Task goal →
Replace "Rust" with "Swift" in the passage of the C++ message below that begins at "What would the" and ends after "types you want.". Write out the revised passage.

Document excerpt →
════════════════
From: Garrett May <garrett.ls.may_at_[hidden]>
Date: Tue, 5 Apr 2022 12:19:27 +0100
You can do the following with concepts in C++20:

#include <concepts>
#include <iostream>

template<std::same_as<int> T>
T RandomNumber(){
    return 7; // for simplicity
}

template<std::same_as<float> T>
T RandomNumber(){
    return 5.2; // for simplicity again
}

int main(){
    std::cout << RandomNumber<int>() << std::endl;
    std::cout << RandomNumber<float>() << std::endl;
    return 0;
}

which enforces a requirement on the template function.

The problem with casting is that RandomNumber() would have to deducible in
the first place, which it isn't as you don't know the return type ahead of
time. For example:

auto result = RandomNumber();

What would the type of result be? In other languages (like Rust), this
detail can be omitted until very late; but in C++, adding this could be
quite difficult.
If the aim is to simply be able to do (T)RandomNumber(), then I don't see
any advantage doing that over doing it via RandomNumber<T>() instead.

On Tue, 5 Apr 2022 at 12:00, Gašper Ažman via Std-Proposals <
std-proposals_at_[hidden]> wrote:

> You can emulate that by returning a type with two conversion operators to
> the types you want.
════════════════
Extracted data →
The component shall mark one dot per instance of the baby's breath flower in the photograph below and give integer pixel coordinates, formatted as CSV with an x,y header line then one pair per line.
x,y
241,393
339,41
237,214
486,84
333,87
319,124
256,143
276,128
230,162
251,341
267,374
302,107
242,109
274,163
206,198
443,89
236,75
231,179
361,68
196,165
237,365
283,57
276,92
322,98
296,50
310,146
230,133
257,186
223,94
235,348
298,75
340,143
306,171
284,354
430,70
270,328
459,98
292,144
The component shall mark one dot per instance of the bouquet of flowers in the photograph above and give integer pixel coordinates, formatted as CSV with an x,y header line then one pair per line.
════════════════
Problem solution →
What would the type of result be? In other languages (like Swift), this
detail can be omitted until very late; but in C++, adding this could be
quite difficult.
If the aim is to simply be able to do (T)RandomNumber(), then I don't see
any advantage doing that over doing it via RandomNumber<T>() instead.

On Tue, 5 Apr 2022 at 12:00, Gašper Ažman via Std-Proposals <
std-proposals_at_[hidden]> wrote:

> You can emulate that by returning a type with two conversion operators to
> the types you want.